# EXERCISE AIM:
Answer these questions using the profile of Ana Rowse below.
1. Which shifts did Rowse volunteer for at the clinic?
2. Where did her family emigrate from?
3. What Rotary office did she hold for a while?

Ana Rowse is one of the relentless volunteers who showed up every day of the clinic to offer her time and heart to help with the safety and comfort of her fellow citizens.
Showing her thoughtfulness for others around her, Rowse would volunteer for the evening shifts. She said this allowed parents to be at home with their families during the later hours of the day so they could eat dinner as a family and spend time together for nightly family practices.
Living all of her life in Prince Rupert, except the first four years before her family emigrated from a village in Croatia, Ana has been a Rotarian for many years even being Rotary President for a while. Volunteering and supporting community is at her very core. She said she is not at all surprised there were so many volunteers.
“It’s really because the community and the people being rural and remote, just really rely on one another,” she said. “I really think also that I have a lot in common coming from a village atmosphere to a First Nations territory where everything is connected. We need to be in this together. While Dr. Bonnie Henry coined the phrase, that is how the First Nations live.”
Ana said she strongly believes that if communities follow the traditional teachings of the First Nations, then we would all be in better shape.
“We have to take care of one another. Everything and everyone is connected. With Rotary, it’s a life of service — And I find that is the spirit in Print Rupert. I don’t know of anyone who has a closed-door to anyone else. That’s really unique. In bigger cities, you just don’t have that.”
Ana believes while everything is connected, life is also about service to others.
“It’s a life of service. And it just, it’s so important to give back,” Ana said.
She expressed her gratefulness for the situation of her own family, while recognizing that others have not had the same experiences.
“We have been so fortunate not to have missed work, or had financial issues or (been affected by) the shuttering, or illness. In those situations, you just have to be blessed and thankful and give back. It’s just so important.”
Ana said because we have all been living in our ‘bubbles’ for so long, it can often go unrealized how other people are feeling or to what level their feelings may run.

# DATA:
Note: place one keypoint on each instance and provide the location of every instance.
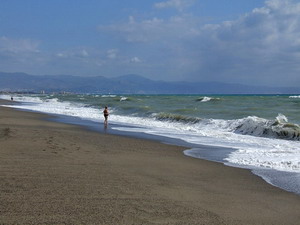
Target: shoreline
(60, 173)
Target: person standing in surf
(105, 114)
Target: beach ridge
(55, 173)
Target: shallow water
(262, 130)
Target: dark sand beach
(55, 173)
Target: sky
(254, 42)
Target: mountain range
(126, 84)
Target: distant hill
(126, 84)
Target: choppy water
(264, 130)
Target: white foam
(283, 155)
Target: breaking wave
(176, 118)
(278, 128)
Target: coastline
(55, 173)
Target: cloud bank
(260, 47)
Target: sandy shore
(53, 173)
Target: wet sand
(54, 173)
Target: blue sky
(234, 41)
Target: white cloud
(180, 5)
(16, 46)
(112, 53)
(135, 60)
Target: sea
(256, 132)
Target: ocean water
(261, 133)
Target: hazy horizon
(251, 42)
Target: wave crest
(278, 128)
(177, 118)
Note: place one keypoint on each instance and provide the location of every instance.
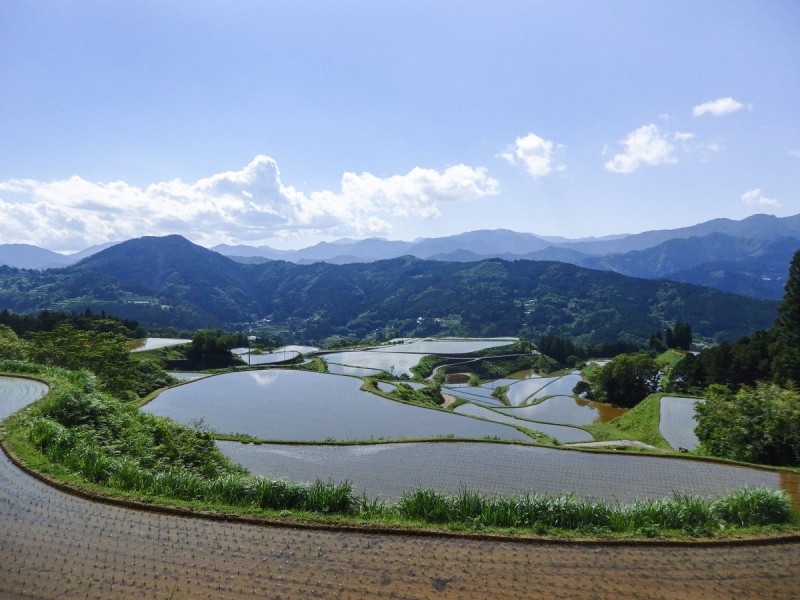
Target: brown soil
(54, 545)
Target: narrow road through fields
(53, 545)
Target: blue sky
(287, 123)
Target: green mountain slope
(170, 281)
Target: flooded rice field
(156, 343)
(186, 376)
(447, 346)
(396, 363)
(567, 410)
(387, 470)
(297, 405)
(54, 545)
(677, 422)
(566, 435)
(17, 393)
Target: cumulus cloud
(249, 205)
(645, 146)
(754, 197)
(718, 107)
(534, 153)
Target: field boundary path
(56, 545)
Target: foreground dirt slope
(54, 545)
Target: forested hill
(170, 281)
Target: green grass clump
(88, 437)
(684, 513)
(639, 423)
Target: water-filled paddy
(397, 363)
(567, 435)
(447, 346)
(17, 393)
(156, 343)
(297, 405)
(387, 387)
(387, 470)
(185, 376)
(566, 410)
(677, 422)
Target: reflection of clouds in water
(263, 377)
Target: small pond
(297, 405)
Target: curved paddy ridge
(56, 545)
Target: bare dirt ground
(55, 546)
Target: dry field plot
(53, 545)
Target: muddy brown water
(53, 545)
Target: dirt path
(54, 545)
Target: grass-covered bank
(88, 438)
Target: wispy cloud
(718, 107)
(252, 205)
(754, 197)
(645, 146)
(534, 153)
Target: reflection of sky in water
(446, 346)
(263, 378)
(559, 432)
(395, 363)
(297, 405)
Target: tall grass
(110, 444)
(686, 513)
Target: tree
(105, 354)
(760, 424)
(11, 347)
(786, 361)
(627, 379)
(213, 347)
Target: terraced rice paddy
(447, 346)
(185, 376)
(387, 470)
(296, 405)
(17, 393)
(566, 410)
(156, 343)
(566, 435)
(397, 363)
(677, 422)
(55, 545)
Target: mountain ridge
(171, 281)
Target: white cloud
(645, 146)
(754, 197)
(535, 153)
(249, 205)
(717, 108)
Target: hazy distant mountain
(26, 256)
(755, 227)
(170, 281)
(749, 257)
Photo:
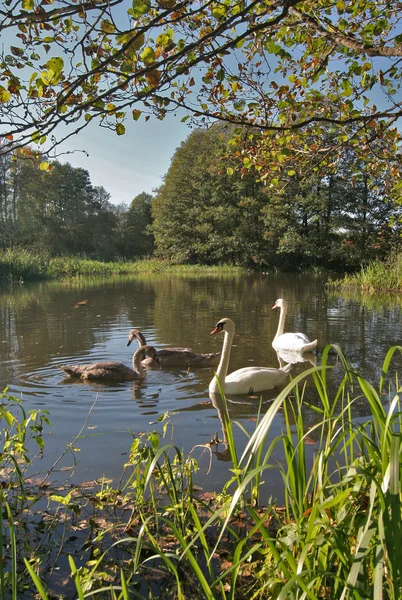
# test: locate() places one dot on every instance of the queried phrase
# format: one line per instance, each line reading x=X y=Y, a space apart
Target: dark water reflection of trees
x=42 y=326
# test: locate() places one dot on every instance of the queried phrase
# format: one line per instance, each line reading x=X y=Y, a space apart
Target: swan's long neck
x=225 y=356
x=137 y=365
x=281 y=324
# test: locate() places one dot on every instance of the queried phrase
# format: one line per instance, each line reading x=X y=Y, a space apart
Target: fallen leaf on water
x=80 y=303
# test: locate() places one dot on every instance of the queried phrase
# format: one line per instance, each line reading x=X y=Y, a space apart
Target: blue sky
x=129 y=164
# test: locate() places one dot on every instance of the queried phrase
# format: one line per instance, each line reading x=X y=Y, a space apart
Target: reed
x=376 y=276
x=338 y=535
x=17 y=266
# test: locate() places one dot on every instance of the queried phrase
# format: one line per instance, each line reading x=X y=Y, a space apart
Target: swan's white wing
x=298 y=342
x=255 y=379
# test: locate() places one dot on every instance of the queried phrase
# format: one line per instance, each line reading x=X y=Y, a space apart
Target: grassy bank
x=377 y=276
x=22 y=265
x=156 y=535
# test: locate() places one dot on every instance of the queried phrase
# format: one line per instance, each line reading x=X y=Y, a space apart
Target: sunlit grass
x=22 y=265
x=376 y=276
x=338 y=535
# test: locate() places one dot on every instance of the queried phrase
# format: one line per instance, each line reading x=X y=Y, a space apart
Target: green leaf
x=148 y=55
x=5 y=95
x=140 y=7
x=55 y=64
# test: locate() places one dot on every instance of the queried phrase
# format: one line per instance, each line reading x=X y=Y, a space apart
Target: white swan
x=248 y=379
x=296 y=342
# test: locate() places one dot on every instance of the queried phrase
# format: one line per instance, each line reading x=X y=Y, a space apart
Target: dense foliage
x=206 y=212
x=58 y=211
x=292 y=70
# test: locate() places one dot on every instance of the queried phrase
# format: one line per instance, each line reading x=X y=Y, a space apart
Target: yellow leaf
x=107 y=26
x=148 y=55
x=5 y=95
x=153 y=77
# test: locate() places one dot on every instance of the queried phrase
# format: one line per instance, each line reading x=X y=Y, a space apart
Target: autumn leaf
x=153 y=77
x=5 y=95
x=148 y=55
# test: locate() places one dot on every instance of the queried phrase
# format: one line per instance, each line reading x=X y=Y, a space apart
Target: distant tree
x=138 y=238
x=202 y=213
x=288 y=69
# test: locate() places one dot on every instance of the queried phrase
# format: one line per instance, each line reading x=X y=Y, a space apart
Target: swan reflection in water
x=292 y=357
x=237 y=408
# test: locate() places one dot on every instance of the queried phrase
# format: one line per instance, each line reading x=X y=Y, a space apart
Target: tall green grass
x=377 y=276
x=337 y=536
x=22 y=265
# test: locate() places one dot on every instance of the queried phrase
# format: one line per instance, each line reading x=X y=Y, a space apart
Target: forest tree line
x=207 y=211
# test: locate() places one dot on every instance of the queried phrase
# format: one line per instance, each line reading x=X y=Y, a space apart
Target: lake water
x=43 y=327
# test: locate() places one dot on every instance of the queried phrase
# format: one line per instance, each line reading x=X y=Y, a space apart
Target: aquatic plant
x=17 y=266
x=376 y=276
x=157 y=535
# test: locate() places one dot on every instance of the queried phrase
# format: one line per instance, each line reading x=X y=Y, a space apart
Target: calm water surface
x=42 y=327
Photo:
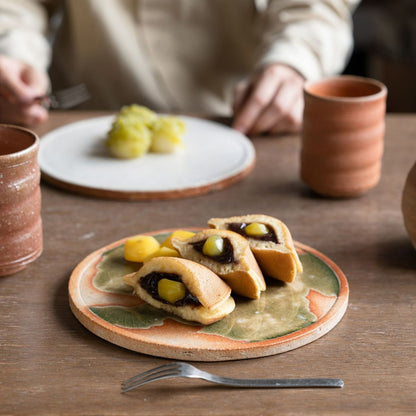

# COMPLETED EXERCISE:
1. The evening shifts.
2. A village in Croatia.
3. Rotary President.